[Dataset records]
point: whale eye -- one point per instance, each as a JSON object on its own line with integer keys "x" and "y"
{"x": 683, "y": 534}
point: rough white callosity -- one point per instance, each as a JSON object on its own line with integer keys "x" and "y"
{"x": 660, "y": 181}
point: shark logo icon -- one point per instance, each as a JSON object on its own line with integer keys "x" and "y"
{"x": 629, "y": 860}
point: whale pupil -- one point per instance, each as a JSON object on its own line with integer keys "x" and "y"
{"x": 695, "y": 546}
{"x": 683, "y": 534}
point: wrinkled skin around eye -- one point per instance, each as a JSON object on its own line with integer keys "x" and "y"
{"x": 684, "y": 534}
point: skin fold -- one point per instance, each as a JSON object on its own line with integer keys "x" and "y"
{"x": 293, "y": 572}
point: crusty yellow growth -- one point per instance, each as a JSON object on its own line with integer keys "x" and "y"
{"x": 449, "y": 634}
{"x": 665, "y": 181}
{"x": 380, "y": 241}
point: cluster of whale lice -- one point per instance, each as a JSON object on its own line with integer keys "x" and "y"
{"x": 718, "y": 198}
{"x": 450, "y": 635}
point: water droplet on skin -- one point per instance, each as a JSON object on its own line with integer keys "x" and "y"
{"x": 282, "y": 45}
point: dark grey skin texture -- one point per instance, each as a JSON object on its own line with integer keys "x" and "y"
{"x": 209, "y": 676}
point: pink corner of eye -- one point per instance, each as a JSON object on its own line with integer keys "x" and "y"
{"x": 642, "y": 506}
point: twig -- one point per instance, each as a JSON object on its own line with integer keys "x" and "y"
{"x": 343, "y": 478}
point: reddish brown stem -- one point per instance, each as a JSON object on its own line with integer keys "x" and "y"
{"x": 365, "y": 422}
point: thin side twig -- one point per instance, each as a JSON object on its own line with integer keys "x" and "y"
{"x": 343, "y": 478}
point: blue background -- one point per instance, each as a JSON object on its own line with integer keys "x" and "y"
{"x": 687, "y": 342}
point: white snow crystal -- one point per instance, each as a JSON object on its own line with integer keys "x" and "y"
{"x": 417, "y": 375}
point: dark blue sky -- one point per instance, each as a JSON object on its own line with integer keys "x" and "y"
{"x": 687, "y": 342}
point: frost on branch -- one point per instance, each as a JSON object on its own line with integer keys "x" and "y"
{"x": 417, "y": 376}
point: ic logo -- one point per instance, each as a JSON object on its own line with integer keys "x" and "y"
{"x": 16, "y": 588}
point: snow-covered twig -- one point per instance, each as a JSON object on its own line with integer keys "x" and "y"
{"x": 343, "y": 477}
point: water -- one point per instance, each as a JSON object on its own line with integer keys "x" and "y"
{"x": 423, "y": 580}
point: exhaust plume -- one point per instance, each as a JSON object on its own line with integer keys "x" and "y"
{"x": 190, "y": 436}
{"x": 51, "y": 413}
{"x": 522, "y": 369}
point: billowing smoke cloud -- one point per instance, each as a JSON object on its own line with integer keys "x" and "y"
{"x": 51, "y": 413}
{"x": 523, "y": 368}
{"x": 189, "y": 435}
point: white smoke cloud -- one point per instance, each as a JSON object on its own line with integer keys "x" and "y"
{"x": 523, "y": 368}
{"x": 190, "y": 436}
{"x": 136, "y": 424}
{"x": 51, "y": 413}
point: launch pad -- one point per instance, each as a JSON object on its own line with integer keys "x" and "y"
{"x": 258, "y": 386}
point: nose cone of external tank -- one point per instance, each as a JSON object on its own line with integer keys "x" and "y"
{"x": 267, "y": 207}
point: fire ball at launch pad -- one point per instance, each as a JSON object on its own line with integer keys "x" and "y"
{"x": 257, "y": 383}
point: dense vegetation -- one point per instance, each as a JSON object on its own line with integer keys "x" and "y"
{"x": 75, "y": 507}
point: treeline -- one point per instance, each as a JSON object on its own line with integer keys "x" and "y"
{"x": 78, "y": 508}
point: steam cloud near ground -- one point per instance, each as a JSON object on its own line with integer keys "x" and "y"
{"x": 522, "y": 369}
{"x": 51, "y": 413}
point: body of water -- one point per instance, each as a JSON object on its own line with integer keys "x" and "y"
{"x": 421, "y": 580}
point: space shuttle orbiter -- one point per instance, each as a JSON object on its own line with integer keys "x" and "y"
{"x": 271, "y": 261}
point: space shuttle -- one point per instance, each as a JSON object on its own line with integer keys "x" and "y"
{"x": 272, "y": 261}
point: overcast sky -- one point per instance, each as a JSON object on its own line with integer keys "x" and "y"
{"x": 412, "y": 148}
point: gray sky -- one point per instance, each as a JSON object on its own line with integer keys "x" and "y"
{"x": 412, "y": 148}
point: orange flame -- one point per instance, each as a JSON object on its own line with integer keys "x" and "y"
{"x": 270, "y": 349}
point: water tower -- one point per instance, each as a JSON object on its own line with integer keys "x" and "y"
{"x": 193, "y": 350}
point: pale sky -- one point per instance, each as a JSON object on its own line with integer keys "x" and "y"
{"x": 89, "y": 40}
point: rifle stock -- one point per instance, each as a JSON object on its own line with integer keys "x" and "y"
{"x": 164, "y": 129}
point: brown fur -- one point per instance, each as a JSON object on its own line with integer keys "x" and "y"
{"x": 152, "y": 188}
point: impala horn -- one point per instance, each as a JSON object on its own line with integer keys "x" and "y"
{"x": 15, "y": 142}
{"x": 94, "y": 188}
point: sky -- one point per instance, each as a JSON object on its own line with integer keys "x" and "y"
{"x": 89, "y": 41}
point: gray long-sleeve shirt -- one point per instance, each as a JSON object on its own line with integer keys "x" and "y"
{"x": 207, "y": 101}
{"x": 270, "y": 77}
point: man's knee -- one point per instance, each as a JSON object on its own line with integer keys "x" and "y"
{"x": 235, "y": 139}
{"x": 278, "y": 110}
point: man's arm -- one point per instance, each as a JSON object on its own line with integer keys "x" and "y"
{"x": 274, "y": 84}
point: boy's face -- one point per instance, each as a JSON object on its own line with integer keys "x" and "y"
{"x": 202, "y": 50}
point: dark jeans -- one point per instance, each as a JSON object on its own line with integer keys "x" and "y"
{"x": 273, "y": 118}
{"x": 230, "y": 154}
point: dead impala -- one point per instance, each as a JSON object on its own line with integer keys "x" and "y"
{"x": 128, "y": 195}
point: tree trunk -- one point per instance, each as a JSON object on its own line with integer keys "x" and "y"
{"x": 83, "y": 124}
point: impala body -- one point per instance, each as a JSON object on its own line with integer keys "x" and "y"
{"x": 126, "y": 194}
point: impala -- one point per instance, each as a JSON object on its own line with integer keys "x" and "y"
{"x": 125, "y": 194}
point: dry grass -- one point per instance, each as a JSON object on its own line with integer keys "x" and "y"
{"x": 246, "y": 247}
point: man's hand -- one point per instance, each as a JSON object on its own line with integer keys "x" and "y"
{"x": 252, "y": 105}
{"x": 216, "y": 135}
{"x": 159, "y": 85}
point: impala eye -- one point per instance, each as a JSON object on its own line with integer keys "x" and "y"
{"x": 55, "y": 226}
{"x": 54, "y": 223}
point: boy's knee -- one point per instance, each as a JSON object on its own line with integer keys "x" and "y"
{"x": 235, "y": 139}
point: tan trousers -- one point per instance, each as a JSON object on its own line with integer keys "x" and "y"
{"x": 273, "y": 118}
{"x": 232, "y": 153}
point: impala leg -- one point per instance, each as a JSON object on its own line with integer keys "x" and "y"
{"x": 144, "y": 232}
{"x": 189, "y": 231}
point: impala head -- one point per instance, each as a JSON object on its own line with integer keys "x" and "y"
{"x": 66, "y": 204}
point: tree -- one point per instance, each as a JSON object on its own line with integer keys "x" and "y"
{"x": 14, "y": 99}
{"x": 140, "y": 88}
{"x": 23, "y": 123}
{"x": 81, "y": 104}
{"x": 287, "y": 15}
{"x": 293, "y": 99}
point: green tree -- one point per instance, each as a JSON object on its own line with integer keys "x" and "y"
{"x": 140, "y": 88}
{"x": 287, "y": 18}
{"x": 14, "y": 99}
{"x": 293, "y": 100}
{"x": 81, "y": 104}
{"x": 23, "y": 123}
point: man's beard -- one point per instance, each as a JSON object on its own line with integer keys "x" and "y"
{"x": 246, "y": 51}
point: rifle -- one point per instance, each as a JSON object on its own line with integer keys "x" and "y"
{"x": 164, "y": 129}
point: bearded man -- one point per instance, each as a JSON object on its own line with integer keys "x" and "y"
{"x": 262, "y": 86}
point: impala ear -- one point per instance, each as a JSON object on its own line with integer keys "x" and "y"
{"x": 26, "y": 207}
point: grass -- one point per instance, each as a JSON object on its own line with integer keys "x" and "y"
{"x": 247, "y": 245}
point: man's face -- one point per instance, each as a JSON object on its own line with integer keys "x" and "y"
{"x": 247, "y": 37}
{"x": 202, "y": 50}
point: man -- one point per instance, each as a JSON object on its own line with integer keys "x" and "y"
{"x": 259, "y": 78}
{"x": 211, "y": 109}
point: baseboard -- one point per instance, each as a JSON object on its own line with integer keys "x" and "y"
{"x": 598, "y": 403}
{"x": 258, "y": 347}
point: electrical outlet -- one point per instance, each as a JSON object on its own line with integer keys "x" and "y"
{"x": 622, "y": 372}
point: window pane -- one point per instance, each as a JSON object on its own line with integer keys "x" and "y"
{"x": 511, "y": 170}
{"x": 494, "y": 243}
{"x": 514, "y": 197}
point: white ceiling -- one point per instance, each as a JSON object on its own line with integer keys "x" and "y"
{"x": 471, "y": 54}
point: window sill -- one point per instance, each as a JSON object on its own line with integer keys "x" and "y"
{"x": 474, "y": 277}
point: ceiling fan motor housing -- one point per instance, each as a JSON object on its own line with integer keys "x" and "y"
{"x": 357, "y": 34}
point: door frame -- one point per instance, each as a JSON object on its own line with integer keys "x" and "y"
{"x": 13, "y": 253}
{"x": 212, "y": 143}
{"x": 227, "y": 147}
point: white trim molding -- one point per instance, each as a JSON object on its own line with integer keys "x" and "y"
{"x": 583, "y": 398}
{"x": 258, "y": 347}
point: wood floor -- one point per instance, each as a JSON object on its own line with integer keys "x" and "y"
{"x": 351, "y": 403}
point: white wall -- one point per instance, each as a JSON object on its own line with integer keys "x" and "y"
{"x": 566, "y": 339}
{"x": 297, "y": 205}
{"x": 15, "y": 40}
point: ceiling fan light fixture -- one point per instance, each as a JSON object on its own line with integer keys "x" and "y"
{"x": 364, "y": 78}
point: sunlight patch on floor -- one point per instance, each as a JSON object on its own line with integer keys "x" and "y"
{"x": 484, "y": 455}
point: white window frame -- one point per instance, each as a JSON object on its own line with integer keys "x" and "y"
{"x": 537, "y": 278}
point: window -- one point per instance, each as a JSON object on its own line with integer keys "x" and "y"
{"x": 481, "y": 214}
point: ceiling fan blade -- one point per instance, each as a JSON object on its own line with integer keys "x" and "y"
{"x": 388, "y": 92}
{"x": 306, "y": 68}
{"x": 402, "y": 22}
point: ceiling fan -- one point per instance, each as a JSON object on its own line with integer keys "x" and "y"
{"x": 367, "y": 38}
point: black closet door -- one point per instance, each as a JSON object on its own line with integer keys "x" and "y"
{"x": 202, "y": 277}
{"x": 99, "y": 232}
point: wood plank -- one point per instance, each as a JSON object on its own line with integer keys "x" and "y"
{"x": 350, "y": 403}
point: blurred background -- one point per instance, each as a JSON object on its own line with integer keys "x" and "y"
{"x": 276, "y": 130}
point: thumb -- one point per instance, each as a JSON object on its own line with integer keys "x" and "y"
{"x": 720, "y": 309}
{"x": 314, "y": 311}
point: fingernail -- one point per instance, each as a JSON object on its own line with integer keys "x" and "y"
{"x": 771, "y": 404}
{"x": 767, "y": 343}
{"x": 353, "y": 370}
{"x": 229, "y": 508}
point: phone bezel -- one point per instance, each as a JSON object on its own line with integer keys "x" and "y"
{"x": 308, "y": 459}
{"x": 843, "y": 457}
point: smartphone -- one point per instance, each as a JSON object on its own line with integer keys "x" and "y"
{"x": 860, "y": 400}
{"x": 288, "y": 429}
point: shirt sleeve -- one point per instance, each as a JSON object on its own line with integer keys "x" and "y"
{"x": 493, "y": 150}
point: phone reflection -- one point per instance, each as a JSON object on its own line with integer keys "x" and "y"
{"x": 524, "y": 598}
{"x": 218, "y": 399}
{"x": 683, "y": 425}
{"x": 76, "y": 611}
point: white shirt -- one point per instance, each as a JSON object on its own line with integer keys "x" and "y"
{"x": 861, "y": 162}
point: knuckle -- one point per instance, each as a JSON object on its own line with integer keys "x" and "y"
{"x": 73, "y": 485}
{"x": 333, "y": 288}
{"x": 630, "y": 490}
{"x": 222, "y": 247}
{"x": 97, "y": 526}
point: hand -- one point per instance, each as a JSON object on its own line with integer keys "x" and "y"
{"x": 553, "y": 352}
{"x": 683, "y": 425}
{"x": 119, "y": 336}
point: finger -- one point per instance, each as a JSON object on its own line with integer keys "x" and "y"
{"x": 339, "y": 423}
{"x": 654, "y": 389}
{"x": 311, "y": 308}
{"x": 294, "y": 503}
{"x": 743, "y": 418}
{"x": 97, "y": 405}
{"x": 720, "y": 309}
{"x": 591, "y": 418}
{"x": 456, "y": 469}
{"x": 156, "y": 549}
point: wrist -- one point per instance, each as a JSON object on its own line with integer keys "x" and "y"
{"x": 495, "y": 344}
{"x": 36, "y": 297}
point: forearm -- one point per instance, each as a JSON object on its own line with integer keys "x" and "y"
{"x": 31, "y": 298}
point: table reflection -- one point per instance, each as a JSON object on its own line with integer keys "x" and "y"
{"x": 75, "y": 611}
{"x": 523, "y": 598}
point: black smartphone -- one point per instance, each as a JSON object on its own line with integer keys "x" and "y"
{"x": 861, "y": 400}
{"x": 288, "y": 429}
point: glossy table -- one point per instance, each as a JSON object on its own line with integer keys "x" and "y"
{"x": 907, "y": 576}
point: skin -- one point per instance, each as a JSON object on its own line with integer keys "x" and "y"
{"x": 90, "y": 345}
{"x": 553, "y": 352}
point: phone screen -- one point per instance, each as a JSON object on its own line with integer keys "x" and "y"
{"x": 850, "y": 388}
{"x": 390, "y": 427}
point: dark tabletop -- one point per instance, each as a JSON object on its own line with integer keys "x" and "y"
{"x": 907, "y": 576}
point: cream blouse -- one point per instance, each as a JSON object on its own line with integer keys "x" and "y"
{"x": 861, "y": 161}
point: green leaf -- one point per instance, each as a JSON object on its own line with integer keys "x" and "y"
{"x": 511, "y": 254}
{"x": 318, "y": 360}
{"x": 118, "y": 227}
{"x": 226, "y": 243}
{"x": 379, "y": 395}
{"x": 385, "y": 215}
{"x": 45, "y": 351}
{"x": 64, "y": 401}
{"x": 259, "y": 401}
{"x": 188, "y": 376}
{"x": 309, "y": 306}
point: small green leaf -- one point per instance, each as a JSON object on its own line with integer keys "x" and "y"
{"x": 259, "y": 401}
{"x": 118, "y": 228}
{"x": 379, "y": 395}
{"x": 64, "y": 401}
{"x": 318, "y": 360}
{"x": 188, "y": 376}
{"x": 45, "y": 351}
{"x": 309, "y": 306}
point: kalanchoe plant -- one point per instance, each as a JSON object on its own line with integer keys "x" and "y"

◆ What you have to do ◆
Locate "point: wrist -- one" in the data above. Then repeat, exactly, its line and each line after it through the last, adding nothing.

◆ Completed exercise ◆
point: wrist -- one point per instance, each as a JSON object on its own line with integer keys "x" and "y"
{"x": 495, "y": 344}
{"x": 36, "y": 297}
point: forearm -- one point per instance, each as a JSON object on its own line with integer keys "x" and "y"
{"x": 31, "y": 298}
point: table reflection -- one point per instance, each as a JSON object on its own line with integer keys "x" and "y"
{"x": 75, "y": 611}
{"x": 523, "y": 598}
point: black smartphone -- one point per instance, each as a JSON object on its own line with integer keys "x" and "y"
{"x": 861, "y": 400}
{"x": 288, "y": 429}
point: glossy table -- one point per instance, each as a JSON object on its own line with integer keys "x" and "y"
{"x": 907, "y": 576}
point: skin -- one point per instance, each as a JSON object on its own line with integer keys "x" and "y"
{"x": 90, "y": 345}
{"x": 553, "y": 352}
point: phone screen -- one point per instance, each as a JSON object on its own line with integer keys "x" and "y"
{"x": 850, "y": 388}
{"x": 390, "y": 427}
point: dark tabletop -- one point per instance, each as a JSON object on its own line with integer keys "x" and "y"
{"x": 907, "y": 576}
point: cream blouse -- one point per instance, each as a JSON object on its own line with integer keys "x" and "y"
{"x": 861, "y": 161}
point: green leaf -- one point per instance, each as a JSON object on its own line with integer keys "x" and "y"
{"x": 511, "y": 254}
{"x": 318, "y": 360}
{"x": 118, "y": 227}
{"x": 226, "y": 243}
{"x": 379, "y": 395}
{"x": 385, "y": 215}
{"x": 45, "y": 351}
{"x": 64, "y": 401}
{"x": 259, "y": 401}
{"x": 188, "y": 376}
{"x": 309, "y": 306}
point: small green leaf -- one point per instance, each as a JSON object on its own line with integer keys "x" and "y"
{"x": 259, "y": 401}
{"x": 118, "y": 228}
{"x": 379, "y": 395}
{"x": 64, "y": 401}
{"x": 318, "y": 360}
{"x": 188, "y": 376}
{"x": 45, "y": 351}
{"x": 309, "y": 306}
point: kalanchoe plant -- one point per instance, each as a JSON object on its own line with integer keys "x" and "y"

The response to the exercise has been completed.